**Fragmento seleccionado**:
* * *

Hay de comer pochas, rabo de toro, pimientos y pantxineta y en un momento dado se aparecen los mariachis de Madrid y me alegra mucho verlos pues pensaba que ya solo tocaban en derrotas electorales. De cerca, todos los mariachis son extraños, pues parecen seres trasplantados de la plaza de Garibaldi a un planeta que no es el suyo. El del guitarrón tiene una cara extemporánea como de director general de una big five. Digo que venimos con el puñal sobre el ombligo de la desesperación, pero de pronto cantan 'El Rey' y Madrid es el tendido de sol de Pamplona durante la faena de muleta de fulano, las manos al aire, los brazos rodeando los cuellos de los amigos, los pantalones remangados y la puñetera vida por delante.

* * *

**Datos proporcionados**:
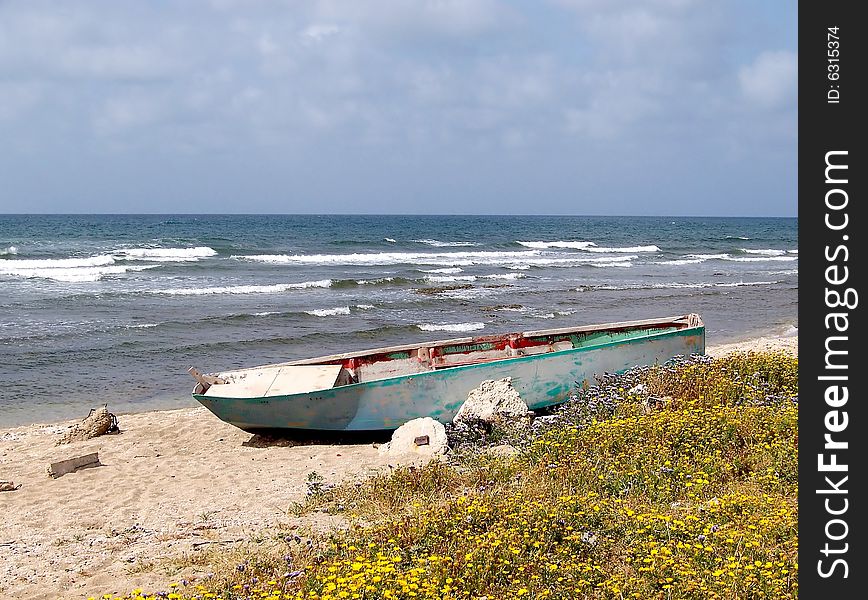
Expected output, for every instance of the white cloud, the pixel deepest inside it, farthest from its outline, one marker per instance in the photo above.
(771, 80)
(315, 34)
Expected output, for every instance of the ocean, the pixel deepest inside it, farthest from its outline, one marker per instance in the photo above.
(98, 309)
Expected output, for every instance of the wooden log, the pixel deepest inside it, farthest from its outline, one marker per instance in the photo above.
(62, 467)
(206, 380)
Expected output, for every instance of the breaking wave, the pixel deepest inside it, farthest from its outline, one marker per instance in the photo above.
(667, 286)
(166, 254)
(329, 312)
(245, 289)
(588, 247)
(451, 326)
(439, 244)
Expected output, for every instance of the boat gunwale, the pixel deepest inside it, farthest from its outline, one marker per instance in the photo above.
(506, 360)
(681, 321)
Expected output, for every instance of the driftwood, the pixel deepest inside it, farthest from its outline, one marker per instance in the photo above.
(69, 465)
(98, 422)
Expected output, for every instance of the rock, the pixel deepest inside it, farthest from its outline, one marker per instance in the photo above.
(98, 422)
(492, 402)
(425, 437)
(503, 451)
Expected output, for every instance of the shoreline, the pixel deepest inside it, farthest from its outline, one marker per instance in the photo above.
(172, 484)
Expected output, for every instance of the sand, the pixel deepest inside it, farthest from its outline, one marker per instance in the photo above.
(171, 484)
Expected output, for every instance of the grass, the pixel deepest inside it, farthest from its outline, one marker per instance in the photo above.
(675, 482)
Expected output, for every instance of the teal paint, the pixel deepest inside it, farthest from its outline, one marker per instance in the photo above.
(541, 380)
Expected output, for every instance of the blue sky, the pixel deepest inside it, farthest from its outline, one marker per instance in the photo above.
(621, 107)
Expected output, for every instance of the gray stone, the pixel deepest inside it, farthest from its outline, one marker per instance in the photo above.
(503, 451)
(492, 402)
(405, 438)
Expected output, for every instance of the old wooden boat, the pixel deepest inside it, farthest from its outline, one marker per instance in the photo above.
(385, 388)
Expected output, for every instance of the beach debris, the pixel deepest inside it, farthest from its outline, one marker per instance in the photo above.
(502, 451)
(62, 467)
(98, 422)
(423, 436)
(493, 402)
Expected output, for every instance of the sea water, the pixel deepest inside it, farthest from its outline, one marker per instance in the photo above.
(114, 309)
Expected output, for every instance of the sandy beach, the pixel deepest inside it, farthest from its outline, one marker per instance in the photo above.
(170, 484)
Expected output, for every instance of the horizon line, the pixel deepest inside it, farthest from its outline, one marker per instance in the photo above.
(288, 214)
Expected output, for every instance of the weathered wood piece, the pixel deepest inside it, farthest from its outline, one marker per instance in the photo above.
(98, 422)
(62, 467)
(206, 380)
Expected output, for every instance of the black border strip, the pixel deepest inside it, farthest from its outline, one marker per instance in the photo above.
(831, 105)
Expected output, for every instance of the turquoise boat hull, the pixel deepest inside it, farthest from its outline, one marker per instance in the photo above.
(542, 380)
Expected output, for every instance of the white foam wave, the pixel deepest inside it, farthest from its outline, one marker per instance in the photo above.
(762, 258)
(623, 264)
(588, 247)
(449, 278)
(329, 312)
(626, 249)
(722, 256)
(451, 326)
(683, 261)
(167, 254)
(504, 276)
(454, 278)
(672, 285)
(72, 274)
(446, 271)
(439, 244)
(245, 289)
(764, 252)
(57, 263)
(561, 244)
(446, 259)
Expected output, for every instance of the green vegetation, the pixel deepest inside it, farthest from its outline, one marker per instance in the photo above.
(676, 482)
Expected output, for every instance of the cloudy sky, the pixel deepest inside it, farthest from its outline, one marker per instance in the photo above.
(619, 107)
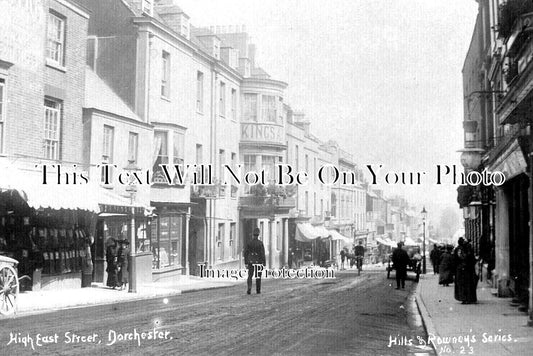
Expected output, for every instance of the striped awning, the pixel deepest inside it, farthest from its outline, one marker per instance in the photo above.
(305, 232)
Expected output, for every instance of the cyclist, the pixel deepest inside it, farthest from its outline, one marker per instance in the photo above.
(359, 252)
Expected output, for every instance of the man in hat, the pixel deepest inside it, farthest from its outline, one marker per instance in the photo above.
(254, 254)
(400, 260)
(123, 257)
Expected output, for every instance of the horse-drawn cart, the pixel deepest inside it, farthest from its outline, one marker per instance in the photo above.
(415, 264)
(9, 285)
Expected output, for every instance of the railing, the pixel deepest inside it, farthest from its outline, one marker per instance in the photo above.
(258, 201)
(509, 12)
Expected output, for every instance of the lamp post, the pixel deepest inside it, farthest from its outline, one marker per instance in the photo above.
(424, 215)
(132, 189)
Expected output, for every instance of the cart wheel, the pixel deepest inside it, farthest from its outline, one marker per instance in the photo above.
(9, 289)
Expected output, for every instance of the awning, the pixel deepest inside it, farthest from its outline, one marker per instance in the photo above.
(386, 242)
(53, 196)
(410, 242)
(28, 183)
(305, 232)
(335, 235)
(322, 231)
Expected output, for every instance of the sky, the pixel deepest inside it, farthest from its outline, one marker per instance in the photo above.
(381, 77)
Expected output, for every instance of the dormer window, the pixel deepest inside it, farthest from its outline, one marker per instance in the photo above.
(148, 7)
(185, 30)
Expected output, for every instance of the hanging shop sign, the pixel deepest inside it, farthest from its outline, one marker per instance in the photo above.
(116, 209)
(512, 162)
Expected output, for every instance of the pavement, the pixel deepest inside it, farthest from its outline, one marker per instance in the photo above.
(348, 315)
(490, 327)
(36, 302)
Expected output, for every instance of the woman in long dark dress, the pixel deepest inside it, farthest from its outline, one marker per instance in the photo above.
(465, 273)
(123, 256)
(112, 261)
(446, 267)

* * *

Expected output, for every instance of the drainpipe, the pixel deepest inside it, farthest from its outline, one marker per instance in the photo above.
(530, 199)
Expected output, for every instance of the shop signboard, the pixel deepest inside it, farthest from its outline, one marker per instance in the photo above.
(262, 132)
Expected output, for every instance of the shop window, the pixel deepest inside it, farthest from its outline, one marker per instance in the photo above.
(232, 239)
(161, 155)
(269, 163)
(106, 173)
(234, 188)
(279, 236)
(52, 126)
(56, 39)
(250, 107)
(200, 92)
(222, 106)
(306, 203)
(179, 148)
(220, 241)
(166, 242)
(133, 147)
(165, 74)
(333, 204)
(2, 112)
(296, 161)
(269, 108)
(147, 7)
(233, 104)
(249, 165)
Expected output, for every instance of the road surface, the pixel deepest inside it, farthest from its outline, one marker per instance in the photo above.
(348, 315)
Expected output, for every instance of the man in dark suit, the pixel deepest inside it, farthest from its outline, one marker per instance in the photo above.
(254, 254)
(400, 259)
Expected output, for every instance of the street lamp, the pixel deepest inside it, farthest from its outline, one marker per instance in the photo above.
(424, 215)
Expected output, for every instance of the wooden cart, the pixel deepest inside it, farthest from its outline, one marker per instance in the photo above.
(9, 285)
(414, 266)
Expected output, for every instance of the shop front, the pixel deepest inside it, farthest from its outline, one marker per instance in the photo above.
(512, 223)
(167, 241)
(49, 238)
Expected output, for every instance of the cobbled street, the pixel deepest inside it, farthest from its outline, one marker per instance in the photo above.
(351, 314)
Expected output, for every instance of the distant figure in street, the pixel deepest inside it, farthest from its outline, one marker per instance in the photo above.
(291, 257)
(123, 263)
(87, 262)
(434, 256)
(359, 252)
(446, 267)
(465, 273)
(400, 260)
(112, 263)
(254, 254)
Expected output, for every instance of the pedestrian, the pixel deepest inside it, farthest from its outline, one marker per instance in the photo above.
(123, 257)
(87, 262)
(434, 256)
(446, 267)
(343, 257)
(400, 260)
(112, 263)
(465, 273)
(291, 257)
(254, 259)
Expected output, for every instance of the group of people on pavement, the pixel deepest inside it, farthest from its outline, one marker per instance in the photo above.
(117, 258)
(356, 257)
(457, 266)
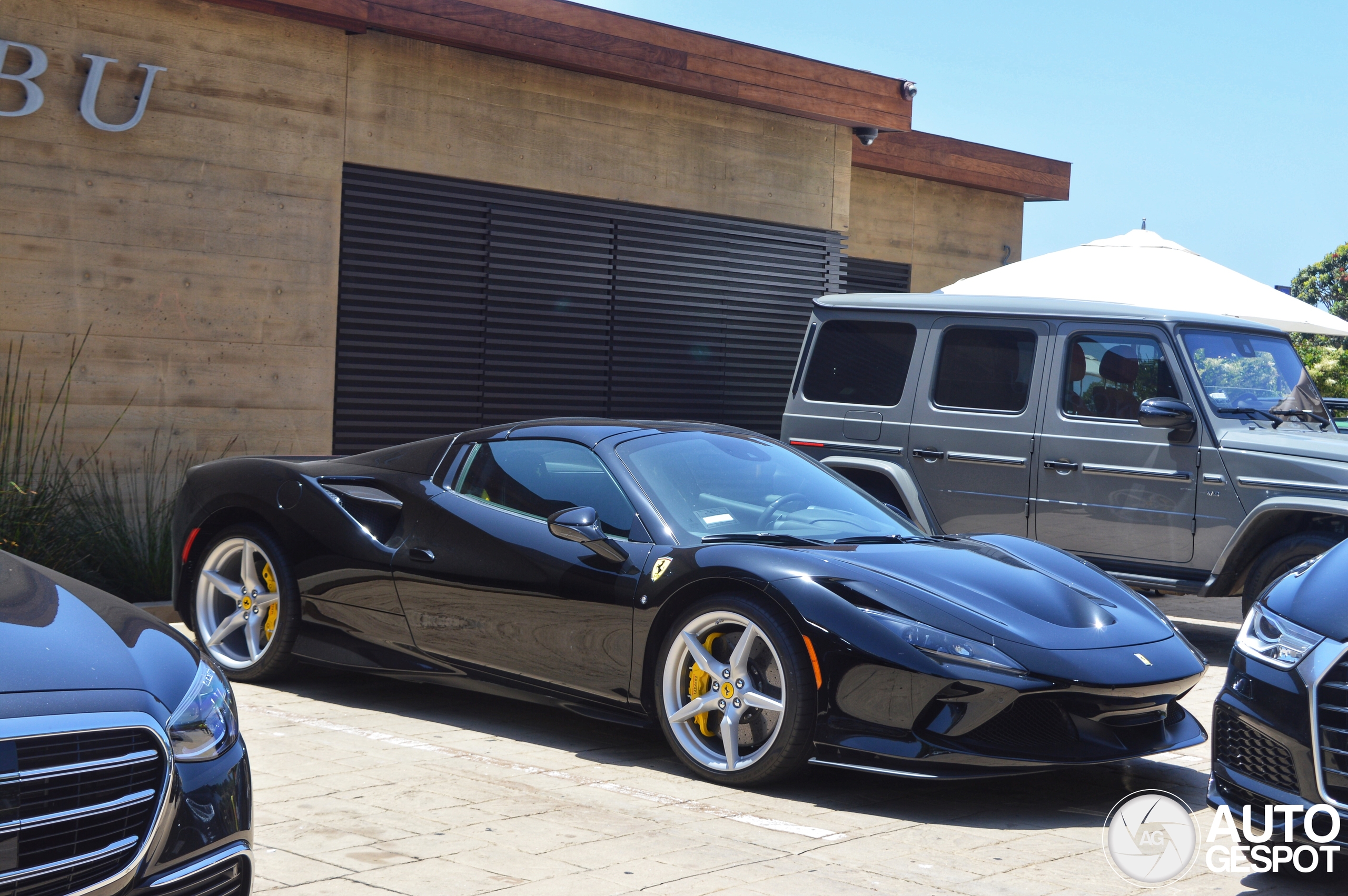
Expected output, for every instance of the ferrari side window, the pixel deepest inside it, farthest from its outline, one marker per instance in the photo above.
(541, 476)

* * *

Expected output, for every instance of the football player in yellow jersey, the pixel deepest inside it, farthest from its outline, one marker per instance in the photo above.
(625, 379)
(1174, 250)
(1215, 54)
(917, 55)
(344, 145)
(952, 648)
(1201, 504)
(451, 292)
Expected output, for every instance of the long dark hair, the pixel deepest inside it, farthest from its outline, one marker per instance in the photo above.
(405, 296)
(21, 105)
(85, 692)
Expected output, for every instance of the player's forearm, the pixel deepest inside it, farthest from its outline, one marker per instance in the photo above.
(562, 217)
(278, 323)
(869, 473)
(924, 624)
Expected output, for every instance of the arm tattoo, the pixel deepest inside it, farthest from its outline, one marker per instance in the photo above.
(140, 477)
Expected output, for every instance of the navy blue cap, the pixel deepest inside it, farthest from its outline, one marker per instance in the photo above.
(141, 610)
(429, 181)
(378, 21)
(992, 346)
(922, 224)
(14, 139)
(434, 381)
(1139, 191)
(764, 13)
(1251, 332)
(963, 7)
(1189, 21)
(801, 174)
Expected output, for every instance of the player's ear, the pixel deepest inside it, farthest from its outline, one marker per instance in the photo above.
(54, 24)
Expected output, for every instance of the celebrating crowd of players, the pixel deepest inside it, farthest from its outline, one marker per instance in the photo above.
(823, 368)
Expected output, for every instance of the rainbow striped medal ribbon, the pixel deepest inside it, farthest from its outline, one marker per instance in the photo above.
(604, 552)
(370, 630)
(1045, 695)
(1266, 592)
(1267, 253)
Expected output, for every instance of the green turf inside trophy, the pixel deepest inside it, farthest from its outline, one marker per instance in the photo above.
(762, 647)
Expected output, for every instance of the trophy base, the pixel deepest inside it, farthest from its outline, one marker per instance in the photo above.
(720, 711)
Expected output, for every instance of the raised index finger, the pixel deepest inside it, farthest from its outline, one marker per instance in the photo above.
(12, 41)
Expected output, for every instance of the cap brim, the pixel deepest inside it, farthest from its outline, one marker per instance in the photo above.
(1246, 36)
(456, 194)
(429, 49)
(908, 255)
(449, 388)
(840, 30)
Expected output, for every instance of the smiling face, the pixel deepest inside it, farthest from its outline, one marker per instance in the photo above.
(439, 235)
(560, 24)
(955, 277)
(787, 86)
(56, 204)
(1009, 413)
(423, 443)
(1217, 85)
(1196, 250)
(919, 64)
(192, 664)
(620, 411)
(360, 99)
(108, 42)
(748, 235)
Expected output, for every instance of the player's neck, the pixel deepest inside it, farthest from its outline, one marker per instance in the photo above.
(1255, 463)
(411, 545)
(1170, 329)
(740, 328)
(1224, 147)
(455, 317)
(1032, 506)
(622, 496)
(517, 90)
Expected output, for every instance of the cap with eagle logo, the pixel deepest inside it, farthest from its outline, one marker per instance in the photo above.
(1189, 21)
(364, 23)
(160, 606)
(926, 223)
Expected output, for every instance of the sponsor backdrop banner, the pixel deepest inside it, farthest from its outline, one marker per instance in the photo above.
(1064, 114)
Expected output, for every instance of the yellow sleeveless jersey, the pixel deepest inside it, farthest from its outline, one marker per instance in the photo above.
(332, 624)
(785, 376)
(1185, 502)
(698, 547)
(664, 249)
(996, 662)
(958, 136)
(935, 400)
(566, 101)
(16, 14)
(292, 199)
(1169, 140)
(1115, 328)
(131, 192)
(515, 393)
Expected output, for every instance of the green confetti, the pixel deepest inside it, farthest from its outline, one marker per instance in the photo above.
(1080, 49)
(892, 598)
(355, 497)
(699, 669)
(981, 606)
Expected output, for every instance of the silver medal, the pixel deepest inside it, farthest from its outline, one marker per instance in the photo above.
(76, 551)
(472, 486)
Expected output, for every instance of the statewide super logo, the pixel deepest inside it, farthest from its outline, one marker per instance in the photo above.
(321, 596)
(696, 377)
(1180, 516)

* * *

**Tareas del ejercicio**:
[1] Responde a estas preguntas sobre el texto de los mariachis en Madrid:
(a) ¿Qué platos hay de comer?
(b) ¿A qué se parece la cara del músico del guitarrón?
(c) ¿Qué canción cantan los mariachis?
[2] Retoma el texto de los mariachis en Madrid y continúalo a partir de su última frase.

**Respuestas propuestas**:
[1]
(a) Pochas, rabo de toro, pimientos y pantxineta.
(b) A la de un director general de una big five.
(c) 'El Rey'.

[2]
Ahí sobre la estrofa del «Yo sé bien que estoy afuera, pero el día en que yo me muera sé que tendrás que llorar», en el corazón de la ciudad salvaje evocamos los sanfermines y sus felicidades y entre las sombras vemos aquella luz de siete de julio en la primera corrida de toros cuando uno adquiere la certeza más absoluta de que en ese momento es feliz y de que, pase lo que pase, si vuelve a ese lugar en ese momento, volverá a ser feliz de nuevo. Digo que de pronto, es siete de julio y yo no sé cómo ha sido, pero está pasando, y algo se revela de una manera primaria, sorpresiva y reconocible, como el sordo cuando vuelve a escuchar un eco lejano y como el ciego que recupera la vista reconoce de pronto las formas de un mundo que ya cree olvidado.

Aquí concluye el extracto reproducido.